-- Excerpt to read --

########

Finally, the strongest isolation label: serializable isolation. Serializable isolation guarantees that for any group of transactions, there exists some serial ordering of those transactions such that any concurrent execution is guranteed to produce the same result as executing them in this serial ordering.

Kleppman outlines three implementations of serialization isolation: (1) actual serial execution, (2) two-phase locking (2PL), and (3) serializable snapshot isolation (SSI).

Actual serial execution means preventing concurrency from the get-go: execute only one transaction at a time in a serial order on a single thread. Obviously, for interactive use cases, serial execution can be seriously slow. In the doctor example, some interaction occurs between the application and the database:

Database: the number of doctors on call are retrieved
Application: check if the retrieved value is greater than 1. If so, execute step 3.
Database: conditional on step 2, cancel Alice/Bob's shift.

If there's a lot of network traffic, going from steps 1 to 3 can be quite slow. That's why there's something called stored procedures, which lets application code run in the database itself (e.g. bring step 2 into the database).

Also, if your data is partitioned, then serial execution can be problematic if you write across different partitions. Every partition that is touched by a transaction needs to be in lockstep, which kind of defeats the purpose of partitioning in general.

Two-phase locking (2PL) enforces greater lock constraints. Namely, writers can also block readers, and vice versa (in snapshot isolation, writers block writers and readers block readers. No cross contamination):

"If transaction A has read an object and transaction B wants to write to that object, B must wait until A commits or aborts before it can continue."
"If transaction A has written an object and transaction B wants to read that object, B must wait until A commits or aborts before it can continue."

2PL is generally implemented by classifying two kinds of locks: shared and exclusive. Transactions that want to read must obtain a shared lock, and transactions that want to write must obtain an exclusive lock. An exclusive lock means that no other transaction has any read or write access to the object. Locks must be held until the transaction has been committed.

Why is it called "two-phase"?

Phase 1 is when the lock is acquired. Phase 2 is when the lock is released.

What happens if a transaction fails midway through, and it has an exclusive lock on the object?

########

-- Provided material --
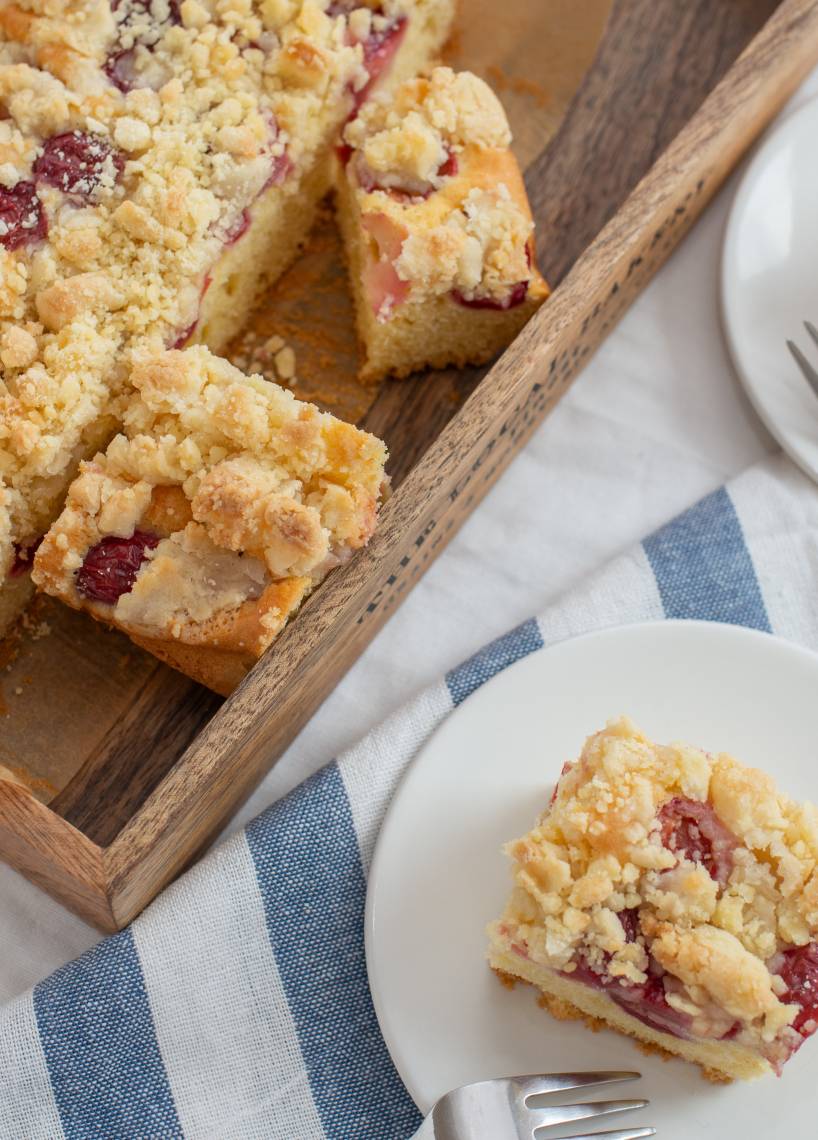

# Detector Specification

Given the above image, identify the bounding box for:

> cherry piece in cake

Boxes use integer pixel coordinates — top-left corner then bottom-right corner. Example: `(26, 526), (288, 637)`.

(76, 530), (159, 605)
(34, 131), (125, 201)
(0, 181), (48, 250)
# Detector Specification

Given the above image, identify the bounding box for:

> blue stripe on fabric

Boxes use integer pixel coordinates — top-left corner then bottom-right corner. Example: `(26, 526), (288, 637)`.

(246, 764), (420, 1140)
(644, 488), (771, 633)
(445, 618), (543, 706)
(34, 930), (183, 1140)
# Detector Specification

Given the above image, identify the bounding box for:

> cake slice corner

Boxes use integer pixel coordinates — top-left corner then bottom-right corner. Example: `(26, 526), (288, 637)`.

(488, 718), (818, 1081)
(336, 67), (548, 380)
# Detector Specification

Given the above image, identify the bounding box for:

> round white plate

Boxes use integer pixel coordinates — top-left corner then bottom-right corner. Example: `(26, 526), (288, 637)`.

(721, 99), (818, 480)
(367, 621), (818, 1140)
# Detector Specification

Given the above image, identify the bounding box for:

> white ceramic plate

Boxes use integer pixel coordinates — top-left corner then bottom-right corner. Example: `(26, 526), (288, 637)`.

(367, 621), (818, 1140)
(721, 99), (818, 480)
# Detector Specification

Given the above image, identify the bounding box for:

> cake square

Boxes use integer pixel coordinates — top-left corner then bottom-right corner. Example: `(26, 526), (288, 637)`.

(32, 347), (386, 693)
(336, 67), (548, 380)
(0, 0), (453, 637)
(489, 718), (818, 1081)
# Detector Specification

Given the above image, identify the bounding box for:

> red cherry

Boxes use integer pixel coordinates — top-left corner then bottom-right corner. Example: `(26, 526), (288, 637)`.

(0, 182), (48, 250)
(451, 282), (529, 312)
(103, 0), (182, 92)
(76, 530), (159, 605)
(657, 796), (738, 886)
(9, 536), (42, 578)
(775, 942), (818, 1037)
(34, 131), (125, 200)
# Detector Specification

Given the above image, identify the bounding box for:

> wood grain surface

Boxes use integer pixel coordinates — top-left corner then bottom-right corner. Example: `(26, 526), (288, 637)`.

(6, 0), (818, 928)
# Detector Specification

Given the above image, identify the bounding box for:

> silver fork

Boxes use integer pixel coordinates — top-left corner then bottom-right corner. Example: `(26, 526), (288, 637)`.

(415, 1073), (656, 1140)
(787, 320), (818, 396)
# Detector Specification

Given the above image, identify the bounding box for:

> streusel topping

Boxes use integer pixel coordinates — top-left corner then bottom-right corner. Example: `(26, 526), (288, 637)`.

(34, 348), (386, 636)
(502, 719), (818, 1048)
(344, 67), (533, 307)
(0, 0), (423, 574)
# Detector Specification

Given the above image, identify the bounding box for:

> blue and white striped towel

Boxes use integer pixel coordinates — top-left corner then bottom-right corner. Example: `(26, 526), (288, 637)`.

(0, 449), (818, 1140)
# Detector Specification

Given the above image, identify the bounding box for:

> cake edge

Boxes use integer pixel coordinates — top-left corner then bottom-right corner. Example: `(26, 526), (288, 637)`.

(488, 938), (775, 1084)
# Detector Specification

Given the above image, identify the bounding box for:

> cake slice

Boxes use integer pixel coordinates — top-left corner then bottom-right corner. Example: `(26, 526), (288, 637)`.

(489, 719), (818, 1081)
(337, 67), (548, 380)
(0, 0), (453, 637)
(33, 347), (386, 693)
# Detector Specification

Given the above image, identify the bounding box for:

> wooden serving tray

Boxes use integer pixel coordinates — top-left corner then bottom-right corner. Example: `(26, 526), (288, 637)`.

(0, 0), (818, 930)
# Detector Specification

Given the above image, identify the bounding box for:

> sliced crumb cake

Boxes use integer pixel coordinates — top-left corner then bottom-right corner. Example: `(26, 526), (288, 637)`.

(337, 67), (548, 378)
(0, 0), (453, 636)
(489, 719), (818, 1080)
(33, 347), (386, 693)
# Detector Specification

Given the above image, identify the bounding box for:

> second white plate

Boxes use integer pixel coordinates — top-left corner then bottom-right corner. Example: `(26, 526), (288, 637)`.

(721, 91), (818, 481)
(367, 621), (818, 1140)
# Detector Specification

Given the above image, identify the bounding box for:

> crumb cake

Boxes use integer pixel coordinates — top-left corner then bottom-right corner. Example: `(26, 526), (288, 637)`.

(0, 0), (453, 636)
(336, 67), (548, 380)
(33, 347), (386, 693)
(489, 719), (818, 1080)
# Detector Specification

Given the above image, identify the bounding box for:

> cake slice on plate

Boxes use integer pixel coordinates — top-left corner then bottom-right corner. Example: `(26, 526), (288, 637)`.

(489, 719), (818, 1081)
(33, 348), (386, 693)
(337, 67), (548, 380)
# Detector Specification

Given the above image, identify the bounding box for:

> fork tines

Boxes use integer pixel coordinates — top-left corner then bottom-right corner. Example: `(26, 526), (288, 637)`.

(513, 1072), (655, 1140)
(565, 1129), (656, 1140)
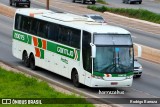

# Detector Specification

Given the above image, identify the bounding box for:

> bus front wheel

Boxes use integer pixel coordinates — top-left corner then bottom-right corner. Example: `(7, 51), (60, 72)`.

(29, 54), (36, 70)
(22, 51), (29, 67)
(72, 70), (81, 87)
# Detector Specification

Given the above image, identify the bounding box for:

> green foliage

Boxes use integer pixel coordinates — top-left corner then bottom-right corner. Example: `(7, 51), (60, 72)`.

(0, 68), (94, 107)
(87, 6), (160, 24)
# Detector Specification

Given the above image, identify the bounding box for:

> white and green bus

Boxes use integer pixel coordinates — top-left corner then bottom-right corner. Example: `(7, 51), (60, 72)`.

(12, 9), (134, 87)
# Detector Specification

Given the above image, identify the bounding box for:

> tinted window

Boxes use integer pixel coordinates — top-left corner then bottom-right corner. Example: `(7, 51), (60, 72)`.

(15, 14), (21, 30)
(21, 16), (31, 32)
(37, 21), (48, 38)
(30, 18), (38, 35)
(69, 29), (81, 48)
(82, 31), (92, 72)
(48, 23), (59, 41)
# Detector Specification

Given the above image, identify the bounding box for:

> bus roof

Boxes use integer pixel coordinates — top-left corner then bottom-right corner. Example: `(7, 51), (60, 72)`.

(16, 8), (130, 34)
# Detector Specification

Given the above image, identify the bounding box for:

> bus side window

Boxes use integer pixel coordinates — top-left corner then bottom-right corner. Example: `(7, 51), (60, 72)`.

(29, 18), (38, 35)
(37, 21), (48, 38)
(82, 31), (92, 72)
(69, 29), (81, 49)
(21, 16), (31, 33)
(15, 14), (22, 30)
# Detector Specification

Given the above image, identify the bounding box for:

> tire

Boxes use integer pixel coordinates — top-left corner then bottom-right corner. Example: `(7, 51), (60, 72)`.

(22, 52), (29, 67)
(127, 0), (132, 4)
(29, 54), (36, 70)
(72, 70), (81, 87)
(136, 75), (141, 78)
(92, 1), (96, 4)
(27, 4), (30, 8)
(82, 0), (86, 4)
(9, 1), (12, 6)
(72, 0), (75, 3)
(15, 3), (18, 7)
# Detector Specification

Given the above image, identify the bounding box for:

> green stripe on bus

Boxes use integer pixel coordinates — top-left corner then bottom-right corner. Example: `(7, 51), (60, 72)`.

(47, 41), (80, 61)
(13, 31), (32, 44)
(28, 35), (32, 44)
(13, 31), (80, 61)
(40, 49), (44, 59)
(38, 38), (42, 48)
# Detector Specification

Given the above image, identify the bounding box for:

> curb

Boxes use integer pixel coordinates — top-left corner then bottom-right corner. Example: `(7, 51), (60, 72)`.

(104, 12), (160, 27)
(0, 4), (160, 63)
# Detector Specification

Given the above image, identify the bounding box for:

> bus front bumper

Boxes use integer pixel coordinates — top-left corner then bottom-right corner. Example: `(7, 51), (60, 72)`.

(91, 78), (133, 87)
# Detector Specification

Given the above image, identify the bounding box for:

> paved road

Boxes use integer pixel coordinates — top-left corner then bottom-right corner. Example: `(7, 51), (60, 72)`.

(0, 0), (160, 49)
(63, 0), (160, 14)
(105, 0), (160, 14)
(0, 5), (160, 107)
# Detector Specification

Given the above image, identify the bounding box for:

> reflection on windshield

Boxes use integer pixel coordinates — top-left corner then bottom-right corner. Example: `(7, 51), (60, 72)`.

(94, 46), (133, 73)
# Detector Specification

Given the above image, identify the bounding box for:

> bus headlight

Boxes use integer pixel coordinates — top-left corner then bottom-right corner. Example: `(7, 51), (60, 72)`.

(126, 76), (133, 79)
(92, 75), (103, 79)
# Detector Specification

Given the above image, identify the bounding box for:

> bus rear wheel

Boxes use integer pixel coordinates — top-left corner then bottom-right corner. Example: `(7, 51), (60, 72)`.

(29, 54), (36, 70)
(72, 70), (81, 87)
(22, 51), (29, 67)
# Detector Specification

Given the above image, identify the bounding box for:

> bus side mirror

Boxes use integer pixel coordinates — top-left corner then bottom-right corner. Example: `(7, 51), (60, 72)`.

(90, 43), (96, 58)
(134, 44), (142, 57)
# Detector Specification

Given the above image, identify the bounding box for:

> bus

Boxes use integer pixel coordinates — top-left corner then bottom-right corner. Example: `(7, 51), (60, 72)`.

(12, 9), (134, 87)
(72, 0), (96, 4)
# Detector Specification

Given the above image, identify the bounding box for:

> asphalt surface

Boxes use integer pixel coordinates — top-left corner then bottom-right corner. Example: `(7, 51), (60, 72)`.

(0, 0), (160, 49)
(102, 0), (160, 14)
(63, 0), (160, 14)
(0, 0), (160, 107)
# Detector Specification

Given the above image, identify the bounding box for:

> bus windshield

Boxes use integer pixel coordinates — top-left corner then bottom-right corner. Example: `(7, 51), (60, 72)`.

(93, 46), (133, 74)
(93, 35), (133, 74)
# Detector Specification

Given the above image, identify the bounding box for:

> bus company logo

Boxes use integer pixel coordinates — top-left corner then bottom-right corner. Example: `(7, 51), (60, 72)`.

(2, 99), (12, 104)
(14, 33), (25, 41)
(57, 47), (74, 57)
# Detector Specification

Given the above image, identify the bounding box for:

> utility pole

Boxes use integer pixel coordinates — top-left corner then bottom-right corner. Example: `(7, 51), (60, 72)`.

(46, 0), (49, 10)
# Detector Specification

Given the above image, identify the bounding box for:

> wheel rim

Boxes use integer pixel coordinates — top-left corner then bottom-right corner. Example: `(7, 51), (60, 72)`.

(73, 73), (79, 86)
(30, 55), (35, 69)
(23, 53), (29, 67)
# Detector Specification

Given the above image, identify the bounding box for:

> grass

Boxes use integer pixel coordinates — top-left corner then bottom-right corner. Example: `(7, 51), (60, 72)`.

(97, 0), (108, 5)
(0, 68), (94, 107)
(87, 6), (160, 24)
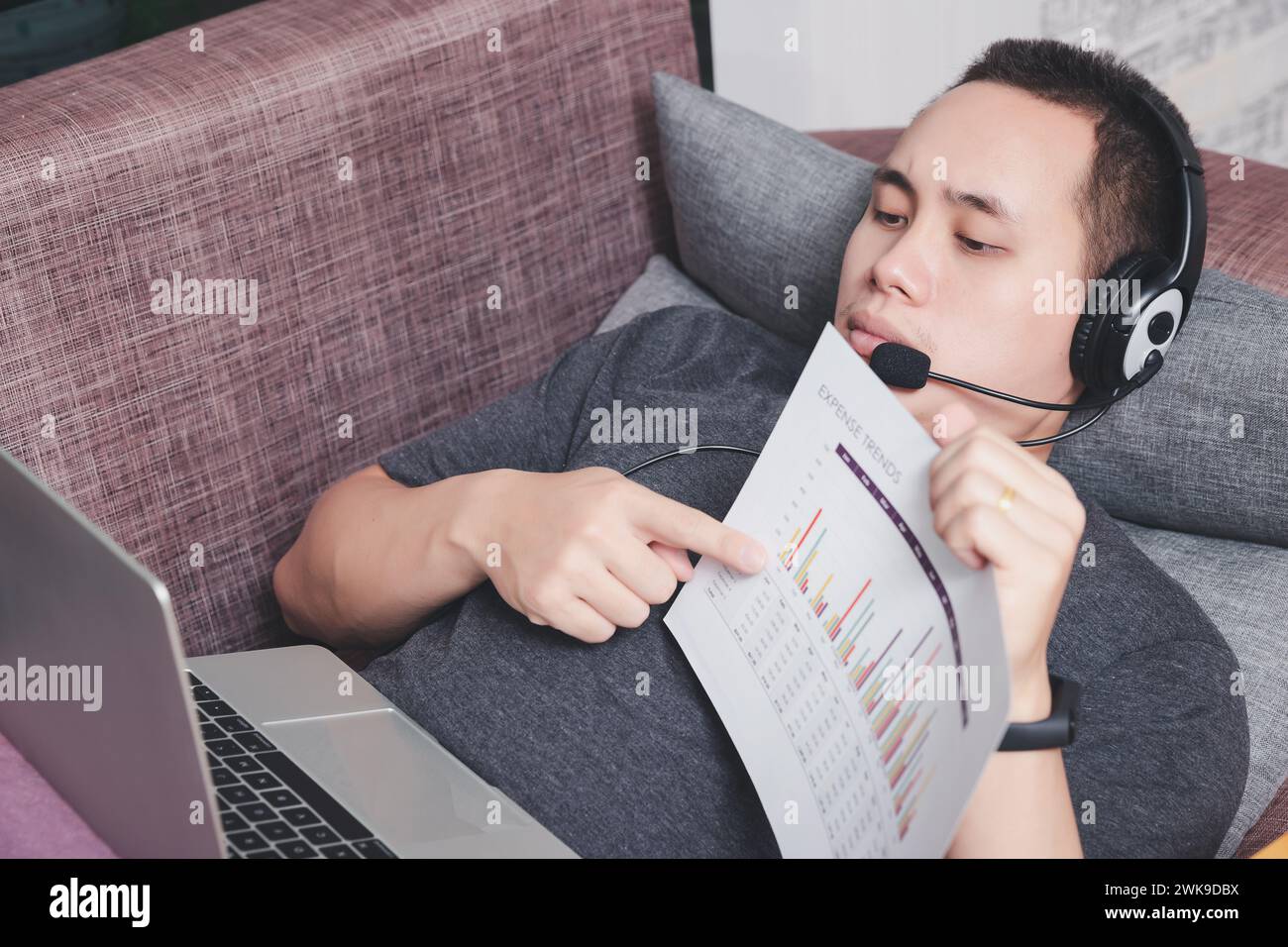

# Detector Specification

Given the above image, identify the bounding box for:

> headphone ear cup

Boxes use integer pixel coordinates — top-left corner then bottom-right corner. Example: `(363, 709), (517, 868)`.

(1069, 252), (1168, 394)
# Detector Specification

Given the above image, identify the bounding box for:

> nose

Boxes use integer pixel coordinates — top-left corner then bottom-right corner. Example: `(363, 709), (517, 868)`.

(868, 227), (931, 305)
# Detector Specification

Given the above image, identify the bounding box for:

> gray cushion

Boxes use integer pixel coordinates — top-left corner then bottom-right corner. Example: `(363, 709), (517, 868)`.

(1118, 517), (1288, 857)
(595, 254), (728, 335)
(1051, 269), (1288, 549)
(653, 72), (875, 343)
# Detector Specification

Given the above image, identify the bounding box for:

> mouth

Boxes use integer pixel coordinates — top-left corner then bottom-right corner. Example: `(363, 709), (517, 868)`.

(845, 313), (914, 359)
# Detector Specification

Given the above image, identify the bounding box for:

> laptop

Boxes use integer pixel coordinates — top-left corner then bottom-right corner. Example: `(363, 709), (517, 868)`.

(0, 450), (576, 858)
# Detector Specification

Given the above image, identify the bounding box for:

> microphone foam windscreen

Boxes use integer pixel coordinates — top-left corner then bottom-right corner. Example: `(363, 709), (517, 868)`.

(868, 342), (930, 388)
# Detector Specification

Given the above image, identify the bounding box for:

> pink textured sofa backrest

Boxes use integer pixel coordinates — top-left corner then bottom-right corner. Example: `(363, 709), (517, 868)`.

(0, 0), (697, 653)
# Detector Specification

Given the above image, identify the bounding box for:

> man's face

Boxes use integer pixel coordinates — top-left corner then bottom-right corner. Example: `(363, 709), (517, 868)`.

(833, 82), (1095, 440)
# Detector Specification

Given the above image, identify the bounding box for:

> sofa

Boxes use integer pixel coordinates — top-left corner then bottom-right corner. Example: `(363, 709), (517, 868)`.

(0, 0), (1288, 857)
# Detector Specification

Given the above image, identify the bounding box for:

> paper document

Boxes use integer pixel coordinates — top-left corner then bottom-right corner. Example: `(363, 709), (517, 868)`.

(665, 326), (1010, 857)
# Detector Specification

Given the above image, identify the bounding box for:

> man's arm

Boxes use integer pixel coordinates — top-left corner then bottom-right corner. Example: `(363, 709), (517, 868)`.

(948, 682), (1082, 858)
(273, 464), (499, 647)
(273, 467), (765, 647)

########

-- Job A --
According to the excerpt on serializable isolation, why are stored procedures used with actual serial execution? Answer in one to three sentences.
-- Job B --
Reproduce the stretch of the excerpt on serializable isolation from "Database: conditional on" through "into the database).".
Draw only on the excerpt on serializable isolation when you respond.

-- Exercise solution A --
When there is a lot of network traffic, going back and forth between the application and the database from steps 1 to 3 can be quite slow. Stored procedures let application code run in the database itself, so a step like the application's check in step 2 can be brought into the database.

-- Exercise solution B --
Database: conditional on step 2, cancel Alice/Bob's shift.

If there's a lot of network traffic, going from steps 1 to 3 can be quite slow. That's why there's something called stored procedures, which lets application code run in the database itself (e.g. bring step 2 into the database).